Task prompt:
Copy every line of the material below, requests included, from the line with "segment the hardwood floor" to the line with "M 80 57 L 83", both ends included, and adjust each path coordinate in the answers by -139. Leave the pictures out.

Supplied material:
==================================================

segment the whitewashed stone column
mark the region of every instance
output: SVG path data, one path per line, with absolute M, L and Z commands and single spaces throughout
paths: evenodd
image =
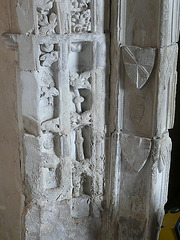
M 167 199 L 179 1 L 112 2 L 110 158 L 102 239 L 158 238 Z
M 4 35 L 18 44 L 26 240 L 94 240 L 101 230 L 104 9 L 104 0 L 22 0 L 22 34 Z

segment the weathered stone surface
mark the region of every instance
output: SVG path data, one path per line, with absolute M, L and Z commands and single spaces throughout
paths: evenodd
M 19 53 L 25 239 L 158 237 L 179 2 L 112 1 L 110 57 L 104 9 L 105 0 L 19 0 L 22 34 L 4 35 Z
M 149 79 L 154 67 L 156 49 L 123 47 L 126 73 L 136 88 L 141 89 Z

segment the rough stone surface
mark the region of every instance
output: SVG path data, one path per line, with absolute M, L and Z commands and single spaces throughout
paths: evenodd
M 22 34 L 3 37 L 19 57 L 26 240 L 158 239 L 179 8 L 19 0 Z

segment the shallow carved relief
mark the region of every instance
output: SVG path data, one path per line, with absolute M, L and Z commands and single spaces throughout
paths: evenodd
M 81 95 L 82 91 L 91 90 L 91 73 L 84 72 L 82 74 L 70 73 L 70 88 L 72 94 L 73 108 L 71 112 L 71 126 L 75 131 L 76 139 L 76 160 L 82 161 L 85 159 L 84 144 L 86 139 L 83 136 L 83 128 L 91 125 L 91 111 L 90 106 L 86 104 L 86 110 L 83 110 L 82 104 L 86 102 Z M 88 92 L 89 94 L 89 92 Z
M 59 132 L 59 118 L 47 120 L 41 124 L 41 129 L 48 132 Z
M 58 60 L 58 51 L 54 50 L 54 44 L 42 44 L 42 54 L 39 57 L 42 67 L 50 67 L 54 62 Z
M 91 32 L 91 0 L 70 0 L 71 32 Z
M 40 85 L 40 99 L 46 100 L 47 105 L 53 105 L 54 97 L 59 95 L 59 91 L 55 87 L 54 80 L 52 76 L 45 75 L 42 78 L 41 85 Z
M 52 12 L 53 3 L 54 0 L 45 0 L 44 4 L 37 8 L 39 34 L 55 33 L 57 15 Z
M 128 77 L 141 89 L 148 81 L 154 67 L 156 49 L 135 46 L 123 47 L 123 60 Z
M 127 170 L 140 172 L 149 158 L 151 139 L 122 133 L 120 143 L 122 159 L 127 165 Z

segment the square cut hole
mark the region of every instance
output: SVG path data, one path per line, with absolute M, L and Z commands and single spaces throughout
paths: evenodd
M 56 168 L 43 168 L 43 187 L 45 190 L 58 188 L 58 174 Z

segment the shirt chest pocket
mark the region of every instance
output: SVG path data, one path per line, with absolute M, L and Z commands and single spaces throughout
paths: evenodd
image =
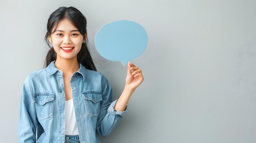
M 48 119 L 53 117 L 54 93 L 41 93 L 34 95 L 36 115 L 39 121 Z
M 90 117 L 98 117 L 100 102 L 102 100 L 101 93 L 95 90 L 87 90 L 82 93 L 84 99 L 86 114 Z

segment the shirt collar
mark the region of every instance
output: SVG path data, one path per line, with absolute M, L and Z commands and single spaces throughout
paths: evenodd
M 55 65 L 54 64 L 55 62 L 55 60 L 52 61 L 52 62 L 50 63 L 49 65 L 46 68 L 48 76 L 50 76 L 55 73 L 57 71 L 60 70 L 55 66 Z M 81 63 L 79 63 L 79 65 L 80 66 L 80 68 L 77 71 L 74 73 L 74 76 L 76 76 L 77 73 L 78 73 L 82 75 L 83 77 L 83 81 L 84 81 L 85 74 L 86 74 L 86 69 L 85 68 L 85 67 L 83 66 Z

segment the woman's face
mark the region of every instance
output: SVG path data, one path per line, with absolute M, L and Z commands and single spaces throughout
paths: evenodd
M 57 59 L 70 59 L 77 58 L 82 43 L 84 42 L 83 37 L 78 29 L 65 18 L 59 22 L 56 30 L 49 40 L 57 53 Z

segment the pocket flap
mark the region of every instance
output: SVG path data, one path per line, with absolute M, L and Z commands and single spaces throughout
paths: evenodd
M 33 102 L 40 106 L 54 99 L 55 93 L 39 94 L 34 95 Z
M 84 98 L 92 101 L 94 103 L 102 100 L 101 94 L 99 91 L 88 90 L 83 92 L 82 94 Z

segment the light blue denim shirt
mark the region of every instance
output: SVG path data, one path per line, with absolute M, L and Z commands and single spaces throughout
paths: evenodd
M 18 143 L 65 141 L 65 93 L 62 71 L 52 62 L 46 68 L 29 74 L 24 82 L 18 127 Z M 127 111 L 114 107 L 112 92 L 101 73 L 80 68 L 72 75 L 70 85 L 81 143 L 99 143 L 96 134 L 106 136 Z M 37 139 L 36 133 L 37 131 Z

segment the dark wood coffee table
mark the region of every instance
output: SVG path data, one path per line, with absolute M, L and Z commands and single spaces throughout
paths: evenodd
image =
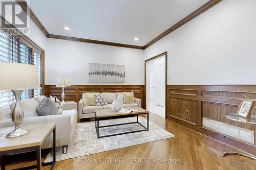
M 97 137 L 98 137 L 98 138 L 109 137 L 109 136 L 116 136 L 116 135 L 123 135 L 123 134 L 127 134 L 127 133 L 142 132 L 142 131 L 148 130 L 148 111 L 145 110 L 145 109 L 142 109 L 139 107 L 129 107 L 127 108 L 136 109 L 136 110 L 137 110 L 137 111 L 131 112 L 130 113 L 123 113 L 120 112 L 114 112 L 111 110 L 111 109 L 102 109 L 102 110 L 96 110 L 96 111 L 95 111 L 95 112 L 96 112 L 95 113 L 95 129 L 96 129 L 96 133 L 97 133 Z M 139 122 L 139 115 L 140 115 L 140 114 L 146 114 L 147 115 L 147 127 L 146 128 L 144 126 L 142 125 Z M 120 118 L 120 117 L 133 117 L 135 115 L 137 115 L 137 122 L 120 124 L 109 125 L 101 126 L 100 126 L 99 125 L 99 120 L 106 120 L 106 119 L 112 119 L 117 118 Z M 133 131 L 129 131 L 129 132 L 123 132 L 123 133 L 119 133 L 108 135 L 99 136 L 99 128 L 104 128 L 104 127 L 111 127 L 111 126 L 120 126 L 120 125 L 123 125 L 132 124 L 138 124 L 139 125 L 141 126 L 144 129 Z

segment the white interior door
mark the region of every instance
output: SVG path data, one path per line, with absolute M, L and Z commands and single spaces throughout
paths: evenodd
M 154 99 L 154 91 L 155 91 L 155 86 L 154 86 L 154 70 L 150 71 L 150 101 L 153 101 Z
M 155 103 L 156 105 L 164 106 L 165 98 L 165 64 L 155 66 Z

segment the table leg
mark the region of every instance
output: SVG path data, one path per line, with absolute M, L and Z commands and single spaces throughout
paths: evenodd
M 98 137 L 98 138 L 99 138 L 99 119 L 98 118 L 97 118 L 97 124 L 98 125 L 97 125 L 98 127 L 97 128 L 97 132 L 98 132 L 97 133 L 97 136 Z
M 53 129 L 53 163 L 56 162 L 56 128 Z
M 149 122 L 150 122 L 150 120 L 149 120 L 149 116 L 148 116 L 148 113 L 147 113 L 146 114 L 146 117 L 147 117 L 147 130 L 149 130 L 150 129 L 150 127 L 149 127 Z
M 5 155 L 2 155 L 1 157 L 1 169 L 5 170 Z
M 36 147 L 36 169 L 41 170 L 41 147 Z
M 95 113 L 95 129 L 97 128 L 97 116 Z M 97 130 L 97 129 L 96 129 Z

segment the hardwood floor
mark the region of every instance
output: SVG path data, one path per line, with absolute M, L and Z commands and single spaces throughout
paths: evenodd
M 237 155 L 221 156 L 223 152 L 240 151 L 157 115 L 151 114 L 150 116 L 151 122 L 175 135 L 175 138 L 58 161 L 54 169 L 255 169 L 256 162 L 252 159 Z M 47 152 L 42 152 L 42 159 Z M 7 169 L 35 164 L 33 161 L 35 156 L 30 153 L 11 156 Z M 97 162 L 85 163 L 85 158 L 92 161 L 96 159 Z M 111 158 L 114 162 L 115 159 L 121 159 L 120 162 L 125 158 L 127 161 L 149 158 L 152 162 L 99 163 L 107 159 L 110 161 Z M 154 158 L 179 159 L 179 162 L 153 163 Z M 19 163 L 15 163 L 17 160 Z M 42 169 L 50 169 L 50 166 Z

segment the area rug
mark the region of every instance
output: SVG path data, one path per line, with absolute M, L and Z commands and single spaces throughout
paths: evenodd
M 100 126 L 119 124 L 137 121 L 137 117 L 118 118 L 100 121 Z M 139 122 L 146 127 L 146 119 L 139 117 Z M 69 145 L 68 153 L 62 153 L 62 147 L 56 148 L 56 161 L 88 155 L 101 152 L 130 147 L 141 143 L 174 137 L 173 134 L 150 122 L 149 131 L 129 133 L 98 139 L 95 130 L 95 122 L 78 123 L 72 139 Z M 99 134 L 109 134 L 139 130 L 143 128 L 138 124 L 132 124 L 118 126 L 112 126 L 99 129 Z M 48 154 L 45 162 L 51 161 L 53 159 L 52 150 Z

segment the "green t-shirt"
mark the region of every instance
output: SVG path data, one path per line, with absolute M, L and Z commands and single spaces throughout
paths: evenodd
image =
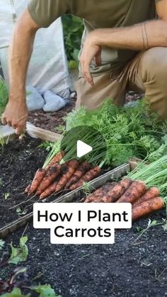
M 88 33 L 102 28 L 126 27 L 156 18 L 155 3 L 161 0 L 31 0 L 28 11 L 40 27 L 47 28 L 58 17 L 71 13 L 84 18 L 85 30 L 82 45 Z M 103 47 L 102 65 L 92 62 L 94 75 L 123 67 L 137 53 L 129 50 Z

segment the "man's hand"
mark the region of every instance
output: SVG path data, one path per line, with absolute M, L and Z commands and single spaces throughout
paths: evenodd
M 2 124 L 13 127 L 16 129 L 16 134 L 21 135 L 25 129 L 27 119 L 28 108 L 25 101 L 9 100 L 2 116 Z
M 80 57 L 83 75 L 92 86 L 93 86 L 93 80 L 90 73 L 90 65 L 93 58 L 95 58 L 96 65 L 100 66 L 101 65 L 101 47 L 96 44 L 96 34 L 93 31 L 88 35 Z

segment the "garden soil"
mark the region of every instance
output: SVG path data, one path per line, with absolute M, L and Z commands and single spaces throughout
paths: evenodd
M 10 199 L 16 204 L 23 199 L 25 186 L 46 157 L 45 151 L 38 148 L 40 143 L 27 137 L 1 149 L 1 225 L 4 220 L 11 220 L 11 215 L 18 217 L 4 205 L 10 206 Z M 7 201 L 5 194 L 9 194 Z M 165 211 L 150 218 L 161 221 L 162 218 L 166 218 Z M 27 262 L 21 264 L 28 269 L 28 279 L 22 279 L 24 286 L 50 284 L 62 297 L 164 297 L 167 231 L 156 226 L 137 239 L 137 227 L 145 228 L 147 224 L 148 218 L 144 218 L 134 223 L 131 230 L 117 230 L 113 245 L 52 245 L 49 230 L 35 230 L 30 223 L 6 240 L 3 263 L 10 257 L 8 244 L 13 242 L 18 246 L 24 233 L 28 237 L 29 249 Z M 13 264 L 1 265 L 0 279 L 8 279 L 15 268 Z

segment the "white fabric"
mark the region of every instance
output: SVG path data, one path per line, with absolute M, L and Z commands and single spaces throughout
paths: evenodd
M 45 105 L 44 111 L 57 111 L 62 109 L 67 103 L 67 101 L 55 94 L 52 91 L 46 91 L 43 94 Z
M 29 111 L 42 109 L 45 101 L 38 90 L 32 86 L 27 86 L 26 88 L 26 103 Z
M 12 6 L 12 1 L 14 6 Z M 28 0 L 0 0 L 0 60 L 6 82 L 8 82 L 8 45 L 14 27 L 13 13 L 19 16 Z M 69 82 L 64 52 L 61 18 L 36 35 L 27 84 L 36 87 L 40 94 L 52 90 L 63 98 L 69 97 Z

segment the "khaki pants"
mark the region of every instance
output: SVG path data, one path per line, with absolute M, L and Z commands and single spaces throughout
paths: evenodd
M 84 78 L 76 83 L 76 108 L 98 108 L 107 98 L 123 105 L 127 91 L 145 93 L 151 110 L 167 119 L 167 48 L 153 47 L 141 52 L 119 74 L 94 77 L 91 86 Z

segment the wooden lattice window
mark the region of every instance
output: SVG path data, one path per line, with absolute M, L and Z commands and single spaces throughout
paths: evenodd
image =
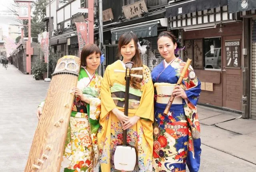
M 194 69 L 204 69 L 203 39 L 187 40 L 184 41 L 184 61 L 192 59 L 191 66 Z

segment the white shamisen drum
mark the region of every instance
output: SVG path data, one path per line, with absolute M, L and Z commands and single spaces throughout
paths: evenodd
M 157 93 L 156 102 L 167 104 L 172 94 L 176 84 L 170 84 L 165 82 L 156 82 L 154 84 Z M 183 89 L 183 85 L 180 86 Z M 180 97 L 175 97 L 172 104 L 182 104 L 182 99 Z
M 118 146 L 115 151 L 114 162 L 116 170 L 132 171 L 136 165 L 135 149 L 129 146 Z

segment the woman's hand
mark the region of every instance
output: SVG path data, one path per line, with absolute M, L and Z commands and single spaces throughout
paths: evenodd
M 126 129 L 131 128 L 137 123 L 140 118 L 140 117 L 138 116 L 134 116 L 132 117 L 130 117 L 128 121 L 124 123 L 123 129 L 125 130 Z
M 37 110 L 36 111 L 36 116 L 37 116 L 37 118 L 38 120 L 39 120 L 39 118 L 40 118 L 40 115 L 42 115 L 42 110 L 43 108 L 40 107 L 39 107 L 37 108 Z
M 87 104 L 90 104 L 90 99 L 84 96 L 82 91 L 76 87 L 72 88 L 72 91 L 75 93 L 76 96 L 78 97 L 81 100 Z
M 181 97 L 183 99 L 188 98 L 186 94 L 185 90 L 183 90 L 180 86 L 175 86 L 174 89 L 172 92 L 172 94 L 175 95 L 176 97 Z
M 123 127 L 124 126 L 124 123 L 128 121 L 130 118 L 130 117 L 124 115 L 124 112 L 117 108 L 113 109 L 112 110 L 112 112 L 115 114 L 116 117 L 120 121 Z

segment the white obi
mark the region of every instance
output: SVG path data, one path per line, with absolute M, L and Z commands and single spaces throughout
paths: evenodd
M 154 86 L 156 88 L 157 94 L 156 102 L 167 104 L 176 84 L 156 82 Z M 181 86 L 184 89 L 183 85 L 181 85 Z M 172 104 L 182 104 L 182 98 L 181 97 L 175 97 Z

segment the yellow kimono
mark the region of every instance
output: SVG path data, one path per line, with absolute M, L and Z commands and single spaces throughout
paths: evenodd
M 117 108 L 124 111 L 125 83 L 124 63 L 118 60 L 108 65 L 101 83 L 100 125 L 98 133 L 100 162 L 102 172 L 115 171 L 114 154 L 117 145 L 122 143 L 121 123 L 111 110 Z M 128 116 L 140 117 L 136 124 L 127 130 L 127 143 L 134 146 L 138 159 L 134 172 L 152 172 L 154 120 L 154 86 L 150 70 L 143 66 L 141 89 L 130 88 Z

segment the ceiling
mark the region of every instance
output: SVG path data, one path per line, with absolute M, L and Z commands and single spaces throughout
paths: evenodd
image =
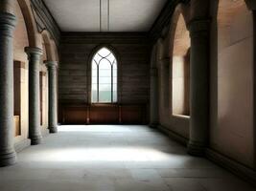
M 167 1 L 44 0 L 61 31 L 87 32 L 148 32 Z

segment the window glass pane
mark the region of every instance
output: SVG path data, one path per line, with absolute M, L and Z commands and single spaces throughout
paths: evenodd
M 117 70 L 113 70 L 113 77 L 117 77 Z
M 99 85 L 99 101 L 111 102 L 111 84 Z
M 115 62 L 114 62 L 114 64 L 113 64 L 113 69 L 114 69 L 114 70 L 117 70 L 116 60 L 115 60 Z
M 91 101 L 97 102 L 97 84 L 92 84 L 92 90 L 91 90 Z
M 117 84 L 117 77 L 113 77 L 113 83 Z
M 100 54 L 103 57 L 107 56 L 109 53 L 111 53 L 111 52 L 106 48 L 103 48 L 98 52 L 98 54 Z
M 99 84 L 111 84 L 111 77 L 99 77 Z
M 91 72 L 91 75 L 92 75 L 93 77 L 97 77 L 97 70 L 92 70 L 92 72 Z
M 117 92 L 113 91 L 113 102 L 117 102 Z
M 117 84 L 113 83 L 113 102 L 117 102 Z
M 103 70 L 103 69 L 111 70 L 110 62 L 105 58 L 101 60 L 100 65 L 99 65 L 99 70 Z
M 111 70 L 100 70 L 99 74 L 101 77 L 111 77 Z
M 92 77 L 91 82 L 92 82 L 93 84 L 97 84 L 97 77 Z
M 107 59 L 111 62 L 111 65 L 113 65 L 116 58 L 115 58 L 114 54 L 111 53 L 110 55 L 107 56 Z
M 97 70 L 97 64 L 95 60 L 92 61 L 92 70 Z
M 112 96 L 113 101 L 117 101 L 117 63 L 114 54 L 106 48 L 101 49 L 93 57 L 91 83 L 92 102 L 111 102 Z

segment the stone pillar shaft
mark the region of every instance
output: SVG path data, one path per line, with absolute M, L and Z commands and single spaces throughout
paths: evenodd
M 39 66 L 42 50 L 39 48 L 25 48 L 29 56 L 29 138 L 31 144 L 41 142 L 40 130 L 40 96 L 39 96 Z
M 159 123 L 158 114 L 158 70 L 151 69 L 151 126 L 155 127 Z
M 48 80 L 49 80 L 49 130 L 50 133 L 58 132 L 58 98 L 57 98 L 57 70 L 58 63 L 55 61 L 47 61 Z
M 0 13 L 0 166 L 15 163 L 13 148 L 13 39 L 15 16 Z
M 209 20 L 192 20 L 191 34 L 191 121 L 188 152 L 203 156 L 209 128 Z

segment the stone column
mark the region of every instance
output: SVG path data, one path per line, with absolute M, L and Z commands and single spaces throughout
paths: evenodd
M 39 66 L 43 53 L 39 48 L 26 47 L 29 57 L 29 138 L 31 144 L 40 144 L 40 96 L 39 96 Z
M 50 133 L 58 132 L 58 98 L 57 98 L 57 70 L 58 62 L 57 61 L 46 61 L 45 62 L 48 68 L 48 92 L 49 92 L 49 130 Z
M 159 65 L 161 67 L 161 89 L 162 89 L 162 103 L 165 112 L 170 116 L 170 57 L 165 57 L 159 60 Z
M 158 105 L 158 70 L 157 62 L 157 47 L 154 46 L 151 53 L 151 127 L 156 127 L 159 123 L 159 105 Z
M 159 123 L 158 114 L 158 70 L 151 69 L 151 126 L 156 127 Z
M 1 4 L 1 6 L 3 6 Z M 2 10 L 1 10 L 2 11 Z M 15 16 L 0 11 L 0 166 L 15 163 L 13 147 L 13 44 Z
M 253 72 L 253 76 L 254 76 L 254 81 L 256 81 L 256 1 L 255 0 L 245 0 L 247 8 L 252 11 L 252 16 L 253 16 L 253 54 L 254 54 L 254 72 Z M 254 155 L 253 155 L 253 163 L 254 163 L 254 169 L 256 169 L 256 83 L 254 83 L 253 87 L 253 95 L 254 95 L 254 106 L 253 106 L 253 124 L 254 124 L 254 129 L 253 129 L 253 146 L 254 146 Z
M 188 153 L 203 156 L 209 134 L 209 20 L 190 23 L 191 94 L 190 140 Z

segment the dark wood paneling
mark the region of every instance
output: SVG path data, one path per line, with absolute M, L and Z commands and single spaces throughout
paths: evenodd
M 87 106 L 86 105 L 65 105 L 60 107 L 62 111 L 62 124 L 86 124 Z
M 121 108 L 121 120 L 125 124 L 145 123 L 145 107 L 142 105 L 124 105 Z
M 91 105 L 89 107 L 89 123 L 115 124 L 119 122 L 118 105 Z
M 146 105 L 63 104 L 61 124 L 146 124 Z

==================================================

Result for this exercise:
segment the hardwood floor
mark the region of every instance
output: SVG path data, one path per line, with absolute M, L and Z commands and single spaces throughout
paths: evenodd
M 98 16 L 82 17 L 84 13 L 101 12 L 18 -24 L 12 -25 L 11 -23 L 12 -17 L 36 -4 L 36 -1 L -81 22 L -85 30 L 116 30 L 117 23 L 113 20 Z M -92 13 L -97 13 L -97 20 Z M -132 30 L -104 25 L -106 22 L -104 17 L -109 14 L -128 17 Z M -42 23 L -54 24 L -54 19 L -47 22 L -43 20 Z M -28 19 L -25 23 L -24 20 L -18 20 L -19 23 L -14 19 L -12 22 L 10 19 L 13 23 L -40 24 L -32 20 L -29 22 Z M 15 19 L 40 20 L 40 23 L 14 24 Z M -120 24 L -124 24 L -122 21 Z M -97 30 L -89 30 L -89 27 Z

segment the area rug
mark the region of every instance
output: SVG path data, one path per line, with absolute M, L and Z commands and single spaces throughout
paths: evenodd
M -39 -13 L -20 -15 L -2 -18 L -2 -22 L -21 -21 L -39 -18 Z M 0 -17 L 7 -12 L 7 -20 L 0 -22 Z M -70 6 L -71 14 L -77 14 L -77 8 L -83 9 L -83 22 L -51 16 L -38 13 L -9 8 L 2 4 L 35 -2 L 34 -5 L 11 -17 L 10 -8 L -10 -6 L -41 0 L -44 -9 L -44 -17 L -61 -16 L -67 0 Z M -40 -5 L -30 -5 L 0 -9 L 4 -11 L -1 -15 L -7 -15 L -21 -13 L -27 -13 L -40 -10 Z M -91 15 L -94 23 L -88 22 L -86 20 L -87 11 Z

segment the "green t-shirt"
mark the region of every instance
output: SVG path data, one path per line, with absolute M, L and Z commands and single spaces throughout
paths: evenodd
image =
M -51 -106 L -37 -111 L -13 -112 L 17 -121 L 16 -136 L 22 -139 L -108 -139 L -111 -128 L -99 -112 L -92 -111 L -81 -122 L -68 -126 L -55 -121 L -54 -109 L -57 -94 Z M -36 -92 L -37 -74 L -47 -77 L -45 -64 L -16 -72 L -2 -86 L -10 -89 Z

segment the "man's hand"
mark the region of every instance
output: SVG path data, one path per line, with absolute M, L and Z commands and single spaces throughout
paths: evenodd
M -137 -15 L -126 -12 L -123 -10 L -123 -5 L -118 -4 L -114 -10 L -112 -20 L -111 -31 L -114 -38 L -130 -39 L -137 -23 Z
M -59 -82 L -56 -64 L -47 -53 L -46 -53 L -46 -59 L -49 -66 L -49 -74 L -46 -81 L -44 -81 L -43 -74 L -39 -73 L -38 -74 L -38 -92 L -43 -95 L -43 -105 L -46 -108 L -51 -104 Z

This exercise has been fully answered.